Please recast the data below as a Markdown table with two columns, Row and Line. Put each line of the data in its own numbered row and leave out any blank lines.

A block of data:
━━━━━━━━

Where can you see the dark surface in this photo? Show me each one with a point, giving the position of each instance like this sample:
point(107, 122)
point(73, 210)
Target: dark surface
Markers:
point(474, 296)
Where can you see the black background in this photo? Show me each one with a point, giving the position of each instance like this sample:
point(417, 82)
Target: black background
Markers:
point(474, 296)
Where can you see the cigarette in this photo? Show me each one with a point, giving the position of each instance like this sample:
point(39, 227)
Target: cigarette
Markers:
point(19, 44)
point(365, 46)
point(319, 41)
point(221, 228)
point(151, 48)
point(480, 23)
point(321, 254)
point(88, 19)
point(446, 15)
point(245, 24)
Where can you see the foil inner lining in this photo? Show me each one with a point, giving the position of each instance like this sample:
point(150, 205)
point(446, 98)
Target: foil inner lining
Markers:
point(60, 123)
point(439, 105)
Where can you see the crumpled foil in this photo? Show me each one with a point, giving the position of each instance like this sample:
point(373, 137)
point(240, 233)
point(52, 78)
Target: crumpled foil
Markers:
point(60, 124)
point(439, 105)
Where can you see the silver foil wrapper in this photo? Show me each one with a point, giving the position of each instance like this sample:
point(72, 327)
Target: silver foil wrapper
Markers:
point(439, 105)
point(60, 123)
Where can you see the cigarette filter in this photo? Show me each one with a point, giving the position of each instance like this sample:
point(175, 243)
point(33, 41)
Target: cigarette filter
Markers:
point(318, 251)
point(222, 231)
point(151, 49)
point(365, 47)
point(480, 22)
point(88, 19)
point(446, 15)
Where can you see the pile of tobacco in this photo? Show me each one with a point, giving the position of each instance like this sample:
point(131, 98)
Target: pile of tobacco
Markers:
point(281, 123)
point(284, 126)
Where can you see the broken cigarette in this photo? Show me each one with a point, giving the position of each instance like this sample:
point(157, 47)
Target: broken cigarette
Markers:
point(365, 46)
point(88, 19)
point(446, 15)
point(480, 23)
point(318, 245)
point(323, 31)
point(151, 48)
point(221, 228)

━━━━━━━━

**Correct output**
| Row | Line |
|---|---|
| 1 | Where can you see the dark surface in this photo? Show me each one with a point, giving the position of each instance like this sample: |
| 2 | point(107, 122) |
| 3 | point(73, 210) |
| 4 | Target: dark surface |
| 5 | Markers: |
| 6 | point(474, 296) |
| 7 | Where can you see the black background in this photo? Show me each one with a point, giving the position of each instance like this sample: |
| 8 | point(417, 82) |
| 9 | Target: black background |
| 10 | Markers: |
| 11 | point(474, 296) |
| 12 | Where can you see the cigarette in this photo? Show me each one with a point, giving the position of each instance like this sample: |
| 13 | point(39, 227) |
| 14 | Target: cigarette |
| 15 | Markers: |
| 16 | point(19, 44) |
| 17 | point(365, 46) |
| 18 | point(319, 41) |
| 19 | point(221, 228) |
| 20 | point(151, 48) |
| 21 | point(480, 23) |
| 22 | point(321, 254) |
| 23 | point(88, 19) |
| 24 | point(446, 15) |
| 25 | point(245, 24) |
| 26 | Where can you see the foil inner lining in this photo? Show me each one with a point, giving the position of each instance like this sample: |
| 27 | point(150, 205) |
| 28 | point(446, 98) |
| 29 | Target: foil inner lining |
| 30 | Markers: |
| 31 | point(60, 123) |
| 32 | point(439, 105) |
| 33 | Where can you see the crumpled foil in this photo? Show me each one with a point, giving the position of each instance like this sample: |
| 34 | point(373, 137) |
| 35 | point(240, 233) |
| 36 | point(52, 78) |
| 37 | Target: crumpled foil |
| 38 | Markers: |
| 39 | point(60, 124) |
| 40 | point(439, 105) |
| 41 | Where can you see the silver foil wrapper in this photo? Show me each one with a point, giving the position of each instance like this sample: |
| 42 | point(72, 327) |
| 43 | Target: silver foil wrapper |
| 44 | Markers: |
| 45 | point(439, 105) |
| 46 | point(60, 123) |
| 47 | Where can you see the cigarette filter in this photo? Show me each one with a point, giving the position of each instance like this sample: |
| 48 | point(175, 243) |
| 49 | point(33, 41) |
| 50 | Target: cigarette filter |
| 51 | Markers: |
| 52 | point(318, 251) |
| 53 | point(222, 231) |
| 54 | point(151, 49) |
| 55 | point(365, 47) |
| 56 | point(480, 22) |
| 57 | point(88, 19) |
| 58 | point(446, 15) |
| 59 | Where can you see the pile of tobacco in this photo? Show me each one with a point, giving the position of each instance like this sample: |
| 60 | point(131, 98) |
| 61 | Target: pile of tobacco |
| 62 | Markers: |
| 63 | point(281, 123) |
| 64 | point(284, 126) |
| 65 | Where can you see the broken cigarette in this photo? Show me each one with a point, giving the position of each instance like this sample: |
| 66 | point(157, 47) |
| 67 | Target: broken cigarette |
| 68 | Markers: |
| 69 | point(365, 46) |
| 70 | point(88, 19) |
| 71 | point(446, 15) |
| 72 | point(480, 23) |
| 73 | point(318, 245) |
| 74 | point(323, 31) |
| 75 | point(151, 48) |
| 76 | point(221, 228) |